# Friday Night Bass Report



## phishphood

Nice bass fish Tom.


----------



## redgheenoe

That looks like good top water frog territory. What were you using?


----------



## ucfsae81

nice bass tom looks like your holding the top bass for 2008 way to go


----------



## Captain_Shane

Smile Tom ;D I gotta come up there and go bassin with you. I like the looks of that vegetation.


----------



## tom_in_orl

I have been out in the same area with RonW and he has had success with a top water frog. There are a lot of holes in the vegetation so I prefer to use plastic worms rigged weedless and no weight. This allows me to let them fall in to the holes naturally and also drift with the current. Casting up current and then a slow retrieve with light twitches seem to be the best technique.


----------



## Guest

> I have been out in the same area with RonW and he has had success with a top water frog. There are a lot of holes in the vegetation so I prefer to use plastic worms rigged weedless and no weight. This allows me to let them fall in to the holes naturally and also drift with the current. Casting up current and then a slow retrieve with light twitches seem to be the best technique.

□ □ □ □ □

*Prompt A:* Reproduce the records verbatim, beginning at their first line and stopping after the line that contains "POLYGON ((75 94, 77".

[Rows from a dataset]
□ □ □ □ □

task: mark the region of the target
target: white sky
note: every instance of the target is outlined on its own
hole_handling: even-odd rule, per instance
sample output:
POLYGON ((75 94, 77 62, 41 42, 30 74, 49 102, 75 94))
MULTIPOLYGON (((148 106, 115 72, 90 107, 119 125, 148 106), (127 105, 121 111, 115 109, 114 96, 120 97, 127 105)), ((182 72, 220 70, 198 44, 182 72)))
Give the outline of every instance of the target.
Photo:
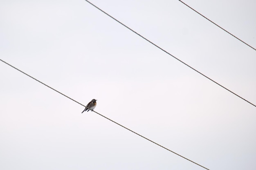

□ □ □ □ □

*Prompt B:* Write out a passage of the bass fishing thread verbatim, beginning at the words "nice bass tom" and stopping after "of that vegetation.".

*Task output A:*
task: mark the region of the target
target: white sky
note: every instance of the target is outlined on its own
hole_handling: even-odd rule, per instance
sample output:
POLYGON ((75 94, 77 62, 41 42, 30 74, 49 102, 75 94))

*Task output B:*
nice bass tom looks like your holding the top bass for 2008 way to go


----------



## Captain_Shane

Smile Tom ;D I gotta come up there and go bassin with you. I like the looks of that vegetation.